- [Set task a]:
Please answer these questions from the forum thread on isequal and == in MATLAB:
(i) What kind of result does isequal return when it compares two vectors?
(ii) What does == do when the two vectors are of unequal size?
(iii) What value does the thread show for isequal( [102,114,111,103] , 'frog' )?

--- Start of Excerpt to read ---

What is difference between isequal and == in comparing two vectors

Two vectors that have the same values and same length.
However, I want to know what are the difference between == and isequal(A,B), comparing two vectors

Answers (1)

isequal will return a single logical value, indicating whether or not the two vectors are identical.
== will give a vector with element-by-element comparison.
>> x = [1 2 3 4];
>> y = [1 2 3 5];
>> x == y
ans =
1×4 logical array
1 1 1 0
>> isequal(x,y)
ans =
logical
0
Also, isequal will work on unequal-sized vectors, and == will give an error (because the mismatch in number of elements prevents the element-by-element comparison).

11 Comments

Good answer, of course. However, I am now sponsoring the vector equality act, stating that ALL vectors should be considered equal under the laws of MATLAB, regardless of class, length, or values. Surely we cannot allow vectors to suffer discrimination merely because of such minor differences.
Under my proposed act, isequal will ALWAYS return true, for all vectors.
ALL vectors should be considered equal under the laws of MATLAB, regardless of class...
Well, as it happens, isequal is class-blind, and that can be a source of confusion and mishap. Not everyone would expect the following result,
>> isequal( [102,114,111,103] , 'frog' )
ans =
logical
1
That comment showed some character.
Hmmm all vectors is not equal under the laws of MATLAB, with regard to their class...
>> isequal( [102,114,111,103] , 'frog' )
ans =
logical
1
>> isequal( 'frog' , "frog" )

--- End of Excerpt to read ---
--- Start of Provided information ---

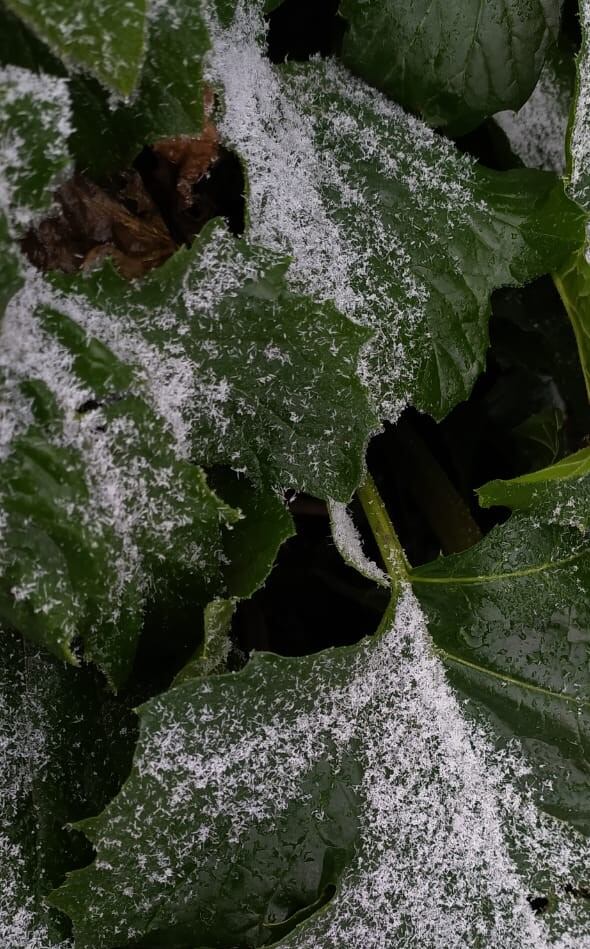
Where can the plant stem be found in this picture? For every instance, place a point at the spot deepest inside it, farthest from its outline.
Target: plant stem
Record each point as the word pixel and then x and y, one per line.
pixel 446 512
pixel 383 530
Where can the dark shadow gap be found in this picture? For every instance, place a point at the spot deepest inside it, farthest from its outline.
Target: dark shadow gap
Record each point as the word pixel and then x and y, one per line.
pixel 299 29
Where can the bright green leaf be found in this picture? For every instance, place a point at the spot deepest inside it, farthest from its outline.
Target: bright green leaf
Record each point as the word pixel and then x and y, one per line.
pixel 255 796
pixel 103 37
pixel 65 746
pixel 384 217
pixel 453 62
pixel 579 132
pixel 35 123
pixel 573 283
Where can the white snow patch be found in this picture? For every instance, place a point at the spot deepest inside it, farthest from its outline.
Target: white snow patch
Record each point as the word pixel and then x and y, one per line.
pixel 537 131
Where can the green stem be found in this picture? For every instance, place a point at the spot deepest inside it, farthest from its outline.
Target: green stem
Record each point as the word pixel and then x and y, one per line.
pixel 383 530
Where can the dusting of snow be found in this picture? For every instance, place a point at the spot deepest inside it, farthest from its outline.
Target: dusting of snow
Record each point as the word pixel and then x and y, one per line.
pixel 450 846
pixel 133 498
pixel 349 545
pixel 35 126
pixel 580 130
pixel 536 132
pixel 22 758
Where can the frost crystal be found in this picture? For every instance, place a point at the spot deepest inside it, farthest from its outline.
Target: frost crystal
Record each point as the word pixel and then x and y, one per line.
pixel 449 845
pixel 343 180
pixel 35 123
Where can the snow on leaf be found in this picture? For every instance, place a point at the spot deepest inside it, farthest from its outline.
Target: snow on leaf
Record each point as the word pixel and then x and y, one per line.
pixel 35 124
pixel 453 62
pixel 558 494
pixel 254 795
pixel 99 514
pixel 359 193
pixel 511 618
pixel 60 736
pixel 537 132
pixel 349 545
pixel 579 135
pixel 246 371
pixel 168 102
pixel 104 37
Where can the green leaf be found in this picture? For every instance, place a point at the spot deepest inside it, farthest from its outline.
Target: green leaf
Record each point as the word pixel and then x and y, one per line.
pixel 573 283
pixel 98 512
pixel 348 778
pixel 65 746
pixel 246 371
pixel 107 136
pixel 510 618
pixel 536 133
pixel 35 124
pixel 10 275
pixel 557 494
pixel 579 131
pixel 101 38
pixel 455 63
pixel 250 549
pixel 211 657
pixel 251 545
pixel 384 217
pixel 169 100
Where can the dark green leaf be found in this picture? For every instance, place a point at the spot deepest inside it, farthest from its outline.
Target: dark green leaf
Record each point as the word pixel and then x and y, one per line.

--- End of Provided information ---

- [Set task b]: Count the lines in the entries that contain the string "crystal", with case significant. Reply with the number alone.

- [Task solution a]:
(i) A single logical value that indicates whether or not the two vectors are identical.
(ii) It gives an error.
(iii) Logical 1.

- [Task solution b]: 2